### Exercise material

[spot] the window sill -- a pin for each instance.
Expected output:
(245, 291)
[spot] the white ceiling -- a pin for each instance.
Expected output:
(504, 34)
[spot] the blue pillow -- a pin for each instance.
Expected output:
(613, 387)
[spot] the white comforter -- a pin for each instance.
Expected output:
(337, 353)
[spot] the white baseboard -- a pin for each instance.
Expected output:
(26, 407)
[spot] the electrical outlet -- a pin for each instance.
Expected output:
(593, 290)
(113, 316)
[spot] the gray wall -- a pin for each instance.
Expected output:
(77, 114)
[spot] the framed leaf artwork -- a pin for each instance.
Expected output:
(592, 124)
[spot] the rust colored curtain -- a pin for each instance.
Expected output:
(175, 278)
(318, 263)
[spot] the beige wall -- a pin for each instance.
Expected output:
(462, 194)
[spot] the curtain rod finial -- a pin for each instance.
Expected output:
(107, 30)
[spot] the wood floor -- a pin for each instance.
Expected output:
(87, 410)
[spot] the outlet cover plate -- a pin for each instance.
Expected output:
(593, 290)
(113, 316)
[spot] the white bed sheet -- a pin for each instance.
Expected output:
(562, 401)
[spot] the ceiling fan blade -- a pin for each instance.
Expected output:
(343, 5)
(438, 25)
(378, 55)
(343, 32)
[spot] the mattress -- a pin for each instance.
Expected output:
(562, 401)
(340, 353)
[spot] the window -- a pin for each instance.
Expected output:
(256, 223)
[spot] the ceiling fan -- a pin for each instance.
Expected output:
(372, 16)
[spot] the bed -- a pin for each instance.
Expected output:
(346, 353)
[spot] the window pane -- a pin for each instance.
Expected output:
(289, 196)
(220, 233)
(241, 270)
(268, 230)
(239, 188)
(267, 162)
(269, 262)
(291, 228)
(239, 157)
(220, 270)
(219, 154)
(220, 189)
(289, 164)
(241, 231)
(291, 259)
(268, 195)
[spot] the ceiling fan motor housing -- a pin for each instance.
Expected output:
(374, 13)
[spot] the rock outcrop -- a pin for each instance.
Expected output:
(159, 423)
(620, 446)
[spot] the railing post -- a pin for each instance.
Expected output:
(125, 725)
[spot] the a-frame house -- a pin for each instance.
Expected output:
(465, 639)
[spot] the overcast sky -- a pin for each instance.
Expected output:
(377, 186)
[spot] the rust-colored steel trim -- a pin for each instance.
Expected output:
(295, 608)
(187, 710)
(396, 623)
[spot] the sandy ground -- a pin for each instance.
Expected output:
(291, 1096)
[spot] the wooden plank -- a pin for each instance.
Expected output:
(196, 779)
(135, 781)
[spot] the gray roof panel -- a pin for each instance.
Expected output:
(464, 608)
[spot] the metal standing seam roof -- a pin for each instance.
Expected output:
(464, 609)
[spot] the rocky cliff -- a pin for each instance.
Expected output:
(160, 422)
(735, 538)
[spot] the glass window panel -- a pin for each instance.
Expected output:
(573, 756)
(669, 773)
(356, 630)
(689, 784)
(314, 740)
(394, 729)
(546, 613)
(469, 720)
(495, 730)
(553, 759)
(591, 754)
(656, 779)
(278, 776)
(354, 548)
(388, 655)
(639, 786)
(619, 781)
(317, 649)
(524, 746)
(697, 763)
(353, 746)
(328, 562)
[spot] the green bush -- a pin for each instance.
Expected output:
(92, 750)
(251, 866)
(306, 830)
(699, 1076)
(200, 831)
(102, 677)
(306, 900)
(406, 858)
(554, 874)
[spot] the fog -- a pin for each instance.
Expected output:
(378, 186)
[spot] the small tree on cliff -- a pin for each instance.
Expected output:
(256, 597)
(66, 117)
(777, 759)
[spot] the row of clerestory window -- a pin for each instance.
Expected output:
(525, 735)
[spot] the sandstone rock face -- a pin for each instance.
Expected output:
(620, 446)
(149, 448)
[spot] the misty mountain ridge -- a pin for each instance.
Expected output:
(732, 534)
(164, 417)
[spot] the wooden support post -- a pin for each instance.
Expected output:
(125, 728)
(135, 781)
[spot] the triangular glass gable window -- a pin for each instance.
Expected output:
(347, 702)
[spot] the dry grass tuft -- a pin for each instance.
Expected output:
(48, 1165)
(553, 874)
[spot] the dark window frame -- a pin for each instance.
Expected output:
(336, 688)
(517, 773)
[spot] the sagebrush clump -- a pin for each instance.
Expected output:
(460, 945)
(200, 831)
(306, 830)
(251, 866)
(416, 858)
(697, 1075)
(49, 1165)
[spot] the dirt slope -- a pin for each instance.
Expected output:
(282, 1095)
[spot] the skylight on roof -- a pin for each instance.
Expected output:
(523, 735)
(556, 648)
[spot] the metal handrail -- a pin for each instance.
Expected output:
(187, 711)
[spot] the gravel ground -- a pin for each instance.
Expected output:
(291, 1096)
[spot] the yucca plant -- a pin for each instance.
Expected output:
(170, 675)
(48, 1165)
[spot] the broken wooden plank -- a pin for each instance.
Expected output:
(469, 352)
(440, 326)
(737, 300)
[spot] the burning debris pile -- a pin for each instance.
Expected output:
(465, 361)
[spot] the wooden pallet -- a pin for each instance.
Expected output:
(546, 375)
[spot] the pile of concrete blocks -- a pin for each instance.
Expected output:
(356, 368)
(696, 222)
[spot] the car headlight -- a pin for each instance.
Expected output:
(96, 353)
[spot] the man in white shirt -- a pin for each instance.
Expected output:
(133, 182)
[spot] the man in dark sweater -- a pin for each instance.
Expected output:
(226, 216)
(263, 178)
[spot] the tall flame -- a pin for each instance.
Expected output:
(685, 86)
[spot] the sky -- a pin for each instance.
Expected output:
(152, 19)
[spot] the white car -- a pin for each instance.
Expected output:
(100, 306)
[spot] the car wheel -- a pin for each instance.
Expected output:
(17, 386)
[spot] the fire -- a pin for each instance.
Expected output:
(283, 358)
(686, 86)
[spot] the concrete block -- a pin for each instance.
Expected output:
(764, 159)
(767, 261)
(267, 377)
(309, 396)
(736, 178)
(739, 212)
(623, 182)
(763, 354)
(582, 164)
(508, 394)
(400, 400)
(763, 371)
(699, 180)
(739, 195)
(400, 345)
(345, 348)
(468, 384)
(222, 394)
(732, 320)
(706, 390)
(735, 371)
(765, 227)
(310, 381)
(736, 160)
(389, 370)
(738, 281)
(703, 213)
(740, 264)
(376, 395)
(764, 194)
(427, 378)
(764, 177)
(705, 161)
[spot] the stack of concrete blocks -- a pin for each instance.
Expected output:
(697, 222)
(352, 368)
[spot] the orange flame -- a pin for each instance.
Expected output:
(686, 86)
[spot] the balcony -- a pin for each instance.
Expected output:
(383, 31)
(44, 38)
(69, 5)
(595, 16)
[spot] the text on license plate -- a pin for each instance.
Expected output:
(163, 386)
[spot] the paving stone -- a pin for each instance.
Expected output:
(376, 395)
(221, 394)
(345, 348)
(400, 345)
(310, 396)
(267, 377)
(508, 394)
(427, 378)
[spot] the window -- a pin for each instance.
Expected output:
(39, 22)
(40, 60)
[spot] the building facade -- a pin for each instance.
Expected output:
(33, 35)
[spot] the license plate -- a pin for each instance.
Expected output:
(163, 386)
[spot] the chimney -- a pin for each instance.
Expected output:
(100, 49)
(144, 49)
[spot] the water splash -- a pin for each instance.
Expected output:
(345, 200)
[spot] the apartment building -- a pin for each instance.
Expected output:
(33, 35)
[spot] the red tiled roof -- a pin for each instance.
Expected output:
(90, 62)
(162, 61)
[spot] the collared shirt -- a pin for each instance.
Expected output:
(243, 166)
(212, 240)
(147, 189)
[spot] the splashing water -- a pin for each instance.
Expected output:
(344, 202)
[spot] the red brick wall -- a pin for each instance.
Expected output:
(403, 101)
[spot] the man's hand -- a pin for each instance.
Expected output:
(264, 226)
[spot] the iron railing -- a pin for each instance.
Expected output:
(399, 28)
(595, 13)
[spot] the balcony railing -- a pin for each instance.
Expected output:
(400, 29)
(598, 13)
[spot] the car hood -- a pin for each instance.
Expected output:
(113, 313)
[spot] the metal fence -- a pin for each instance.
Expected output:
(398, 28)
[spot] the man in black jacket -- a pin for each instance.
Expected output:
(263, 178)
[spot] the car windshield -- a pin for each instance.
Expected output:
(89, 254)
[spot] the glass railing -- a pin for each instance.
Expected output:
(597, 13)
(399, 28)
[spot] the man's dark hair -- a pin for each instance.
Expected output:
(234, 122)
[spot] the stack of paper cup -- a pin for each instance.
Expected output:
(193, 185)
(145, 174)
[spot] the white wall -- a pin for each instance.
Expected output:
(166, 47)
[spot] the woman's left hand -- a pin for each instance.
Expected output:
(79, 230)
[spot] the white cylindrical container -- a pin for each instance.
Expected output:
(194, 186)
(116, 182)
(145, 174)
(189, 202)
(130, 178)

######

Reproduce, word for word, every line starting at the line that contains "[spot] the license" and ending with the final line of the entries.

__Result of this task__.
[spot] the license plate -- a pin for each instance.
Expected output:
(163, 386)
[spot] the chimney -- a pin for each instance.
Expected output:
(100, 49)
(144, 49)
[spot] the water splash -- a pin for each instance.
Expected output:
(345, 200)
[spot] the apartment building -- a pin for each instance.
Expected output:
(33, 35)
[spot] the red tiled roof -- a pin for each instance.
Expected output:
(90, 62)
(162, 61)
[spot] the collared shirt -- a pin for each instance.
Expected output:
(243, 166)
(212, 240)
(147, 189)
[spot] the splashing water -- a pin for each instance.
Expected output:
(344, 202)
[spot] the red brick wall -- a pin for each instance.
Expected output:
(403, 101)
[spot] the man's hand -- a pin for each instance.
Expected output:
(264, 226)
[spot] the iron railing -- a pin for each instance.
Expected output:
(399, 28)
(595, 13)
[spot] the balcony railing -- a pin for each instance.
Expected output:
(400, 29)
(598, 13)
[spot] the car hood -- a pin for each instance.
Expected output:
(113, 313)
[spot] the metal fence -- a pin for each instance.
Expected output:
(398, 28)
[spot] the man in black jacket -- a pin for each instance.
Expected output:
(263, 178)
[spot] the car windshield -- a pin for each instance.
Expected output:
(89, 254)
[spot] the glass railing -- a pin for each instance.
Expected output:
(597, 13)
(399, 28)
[spot] the man's dark hair -- a pin for each instance.
Expected output:
(234, 122)
[spot] the stack of paper cup -- a pin for each instance.
Expected output:
(193, 185)
(145, 174)
[spot] the white wall -- a pin for each instance.
Expected output:
(166, 47)
[spot] the woman's left hand -- a pin for each instance.
Expected output:
(79, 230)
[spot] the white cylindrical container -- a pin for each instance.
Expected output:
(194, 186)
(116, 182)
(145, 174)
(189, 202)
(130, 178)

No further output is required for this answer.